### [МАТЕРИАЛ]
◇ ◇ ◇ ◇
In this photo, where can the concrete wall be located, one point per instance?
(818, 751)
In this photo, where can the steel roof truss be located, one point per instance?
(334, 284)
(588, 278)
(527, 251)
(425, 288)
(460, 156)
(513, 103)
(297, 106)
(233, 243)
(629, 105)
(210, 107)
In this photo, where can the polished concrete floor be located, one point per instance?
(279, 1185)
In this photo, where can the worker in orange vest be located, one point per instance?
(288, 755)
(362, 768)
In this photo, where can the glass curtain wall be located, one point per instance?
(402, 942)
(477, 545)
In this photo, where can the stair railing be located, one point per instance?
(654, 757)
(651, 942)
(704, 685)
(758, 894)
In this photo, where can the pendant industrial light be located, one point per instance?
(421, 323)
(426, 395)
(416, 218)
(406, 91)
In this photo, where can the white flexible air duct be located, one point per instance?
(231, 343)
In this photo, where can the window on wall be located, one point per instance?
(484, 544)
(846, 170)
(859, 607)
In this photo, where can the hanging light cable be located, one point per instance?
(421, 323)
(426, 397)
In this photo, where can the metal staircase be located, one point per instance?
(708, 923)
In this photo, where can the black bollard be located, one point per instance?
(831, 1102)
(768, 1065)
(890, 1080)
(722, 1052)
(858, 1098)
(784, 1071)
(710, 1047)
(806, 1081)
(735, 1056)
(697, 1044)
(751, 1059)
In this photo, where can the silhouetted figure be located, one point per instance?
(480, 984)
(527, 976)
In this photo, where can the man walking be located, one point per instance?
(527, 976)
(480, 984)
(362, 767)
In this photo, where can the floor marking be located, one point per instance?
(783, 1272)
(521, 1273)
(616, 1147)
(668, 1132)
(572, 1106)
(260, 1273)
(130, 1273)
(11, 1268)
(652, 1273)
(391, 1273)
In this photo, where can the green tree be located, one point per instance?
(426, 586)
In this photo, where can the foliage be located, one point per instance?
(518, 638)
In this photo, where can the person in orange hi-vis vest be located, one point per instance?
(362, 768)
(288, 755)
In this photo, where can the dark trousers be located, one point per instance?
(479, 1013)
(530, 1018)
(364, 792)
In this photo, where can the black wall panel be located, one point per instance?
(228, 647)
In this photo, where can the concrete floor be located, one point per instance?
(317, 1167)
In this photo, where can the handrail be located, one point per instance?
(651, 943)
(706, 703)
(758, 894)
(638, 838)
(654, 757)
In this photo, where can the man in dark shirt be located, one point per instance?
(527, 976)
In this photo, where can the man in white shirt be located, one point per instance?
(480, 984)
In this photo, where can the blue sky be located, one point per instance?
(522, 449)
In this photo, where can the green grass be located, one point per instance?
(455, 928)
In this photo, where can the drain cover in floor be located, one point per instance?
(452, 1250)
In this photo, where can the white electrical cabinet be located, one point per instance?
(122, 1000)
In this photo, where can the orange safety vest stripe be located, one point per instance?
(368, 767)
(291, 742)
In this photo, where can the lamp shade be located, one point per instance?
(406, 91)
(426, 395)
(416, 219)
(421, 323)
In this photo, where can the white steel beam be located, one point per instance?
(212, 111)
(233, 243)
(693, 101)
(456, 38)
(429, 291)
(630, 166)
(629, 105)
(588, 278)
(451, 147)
◇ ◇ ◇ ◇
### [ЗАДАНИЕ]
Пожалуйста, прибавьте 74 к каждому числу координат в ответах и перепишите все строки, начиная со строки с «In this photo, where can the white steel» и до самой последней. Строки без координат тоже приведите целиком.

### [ПРАВИЛЬНЫЙ ОТВЕТ]
In this photo, where can the white steel beam be located, one point per instance?
(286, 185)
(307, 317)
(767, 175)
(530, 112)
(503, 365)
(704, 240)
(703, 179)
(662, 352)
(525, 221)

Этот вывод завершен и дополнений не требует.